LESETEXT:
Massive Investitionen in den Bildungsbereich forderte die stellvertretende DGB-Vorsitzende Elke Hannack. "Im internationalen Vergleich hinkt unser Land hinterher. Marode Gebäude, zu wenig Lehr- sowie Kita-Personal und letztlich immer wieder dürftige Plätze in Bildungsrankings – das muss die Politik endlich wachrütteln", betonte Hannack. Die Bundesregierung müsse endlich die im Koalitionsvertrag versprochenen Maßnahmen umsetzen: "Dazu gehören unbedingt das Startchancenprogramm, der Digitalpakt und der Pakt für berufliche Schulen, sowie ein verbessertes BAföG." Die Länder rief die DGB-Vize auf, mehr gegen den Fachkräftemangel im Bildungssystem zu tun. "An der Ausbildung und auch an der guten Bezahlung des Personals darf nicht länger gespart werden."

ARBEITSAUFTRAG A:
Welche im Koalitionsvertrag versprochenen Maßnahmen soll die Bundesregierung laut dem Text über die Bildungsforderungen des DGB umsetzen?
ARBEITSAUFTRAG B:
Schreiben Sie den Text über die Bildungsforderungen des DGB im Anschluss an seinen letzten Satz weiter.

Gespeicherte Dateneinträge:
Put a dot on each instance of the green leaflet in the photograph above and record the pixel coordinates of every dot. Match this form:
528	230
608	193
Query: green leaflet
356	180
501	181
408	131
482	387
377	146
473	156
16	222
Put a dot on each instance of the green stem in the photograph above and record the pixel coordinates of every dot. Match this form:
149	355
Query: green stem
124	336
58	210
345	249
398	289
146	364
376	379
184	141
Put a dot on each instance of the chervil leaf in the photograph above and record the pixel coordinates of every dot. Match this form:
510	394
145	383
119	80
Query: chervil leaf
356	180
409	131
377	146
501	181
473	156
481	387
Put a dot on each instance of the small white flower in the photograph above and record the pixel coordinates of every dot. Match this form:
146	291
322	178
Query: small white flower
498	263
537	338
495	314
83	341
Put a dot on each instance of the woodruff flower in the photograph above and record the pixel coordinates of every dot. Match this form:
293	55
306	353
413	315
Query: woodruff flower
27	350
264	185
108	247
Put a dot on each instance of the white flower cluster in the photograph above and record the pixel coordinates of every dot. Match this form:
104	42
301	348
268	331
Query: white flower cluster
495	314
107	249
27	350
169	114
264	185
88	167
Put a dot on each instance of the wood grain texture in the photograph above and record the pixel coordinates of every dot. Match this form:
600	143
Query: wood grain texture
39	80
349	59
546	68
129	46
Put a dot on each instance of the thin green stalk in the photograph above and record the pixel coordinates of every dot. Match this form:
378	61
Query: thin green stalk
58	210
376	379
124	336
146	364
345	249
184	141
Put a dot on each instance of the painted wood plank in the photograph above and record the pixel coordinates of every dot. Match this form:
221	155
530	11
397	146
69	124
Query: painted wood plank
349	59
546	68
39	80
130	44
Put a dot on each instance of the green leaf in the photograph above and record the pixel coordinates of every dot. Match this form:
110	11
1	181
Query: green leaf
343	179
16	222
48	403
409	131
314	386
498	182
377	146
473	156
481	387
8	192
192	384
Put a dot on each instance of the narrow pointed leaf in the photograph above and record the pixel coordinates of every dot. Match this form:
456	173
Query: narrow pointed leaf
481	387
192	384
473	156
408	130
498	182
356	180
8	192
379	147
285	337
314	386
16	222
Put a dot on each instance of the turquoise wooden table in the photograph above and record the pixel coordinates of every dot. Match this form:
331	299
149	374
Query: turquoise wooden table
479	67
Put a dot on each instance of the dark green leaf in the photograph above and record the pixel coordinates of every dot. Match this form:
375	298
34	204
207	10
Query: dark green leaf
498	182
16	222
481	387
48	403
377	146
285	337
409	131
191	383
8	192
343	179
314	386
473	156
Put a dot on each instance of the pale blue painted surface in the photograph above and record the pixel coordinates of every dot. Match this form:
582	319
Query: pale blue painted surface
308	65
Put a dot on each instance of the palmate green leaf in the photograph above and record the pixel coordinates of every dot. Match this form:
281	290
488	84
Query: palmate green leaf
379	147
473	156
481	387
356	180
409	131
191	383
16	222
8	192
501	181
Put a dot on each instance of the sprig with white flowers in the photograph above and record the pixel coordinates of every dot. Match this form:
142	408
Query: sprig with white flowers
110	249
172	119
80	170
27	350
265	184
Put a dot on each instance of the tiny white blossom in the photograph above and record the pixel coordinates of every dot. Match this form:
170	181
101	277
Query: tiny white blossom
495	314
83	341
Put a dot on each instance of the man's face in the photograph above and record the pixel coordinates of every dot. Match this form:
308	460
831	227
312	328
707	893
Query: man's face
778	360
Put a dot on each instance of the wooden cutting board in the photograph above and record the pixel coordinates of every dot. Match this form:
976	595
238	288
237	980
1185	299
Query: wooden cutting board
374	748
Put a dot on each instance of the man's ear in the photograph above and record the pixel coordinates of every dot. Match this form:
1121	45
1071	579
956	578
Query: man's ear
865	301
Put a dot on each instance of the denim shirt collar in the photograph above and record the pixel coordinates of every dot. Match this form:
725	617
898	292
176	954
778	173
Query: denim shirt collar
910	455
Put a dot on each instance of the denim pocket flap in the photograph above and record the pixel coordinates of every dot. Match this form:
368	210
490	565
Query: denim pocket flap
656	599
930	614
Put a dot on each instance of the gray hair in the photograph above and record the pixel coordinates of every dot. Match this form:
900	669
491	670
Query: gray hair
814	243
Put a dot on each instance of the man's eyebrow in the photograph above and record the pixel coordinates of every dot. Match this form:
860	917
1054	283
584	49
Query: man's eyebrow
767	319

LÖSUNG A:
Das Startchancenprogramm, den Digitalpakt, den Pakt für berufliche Schulen und ein verbessertes BAföG.

LÖSUNG B:
Deutlich mehr Engagement solle die Bundesregierung auch für die die Frauen- und Gleichstellungspolitik zeigen. "Gerade in diesen Zeiten ist es wichtig, die bessere Vereinbarkeit von Familie und Beruf zu fördern, um mehr Männer in die Familienarbeit einzubeziehen und die Frauenerwerbstätigkeit zu stärken. Wir brauchen mehr Frauen auf dem Arbeitsmarkt", betonte die Gewerkschafterin. "Wir brauchen dafür die versprochene Familienstartzeit und den zusätzlichen Partnermonat beim Elterngeld genauso dringend wie die geplante Entgeltersatzleitung für pflegende Erwerbstätige, die ihre Arbeitszeit reduzieren. Und auch auf die Förderung von haushaltsnahen Dienstleistungen und die der Streichung der Steuerklasse V können wir nicht verzichten, wenn wir es mit der Fachkräftesicherung ernst meinen", so Hannack.

DGB-Vorstandsmitglied Stefan Körzell forderte eine Trendumkehr bei den Investitionen. "Ohne massive öffentliche Investitionen lässt sich der enorme Investitionsstau in Deutschland nicht auflösen. Für die Transformation der Wirtschaft, gute Bildung und eine moderne digitale Infrastruktur bräuchte es in den kommenden Jahren zusätzlich hunderte Milliarden Euro an Investitionen. Beim sozialen Wohnungsbau müssten Bund und Länder die öffentlichen Fördermittel eigentlich verdoppeln, damit zumindest die notwendigen 100.000 Sozialwohnungen jährlich entstehen können", betonte Körzell. Notwendig sei überdies eine "aktive Industriepolitik, die Anreize für private Investitionen setzt – und natürlich müssen sich die Unternehmen dabei gleichzeitig zur Standort- und Tariftreue verpflichten. Wir wollen keine Sparvariante der sozial-ökologischen Transformation, bei der das Soziale hinten runterfällt und es zum Abbau von Beschäftigung kommt."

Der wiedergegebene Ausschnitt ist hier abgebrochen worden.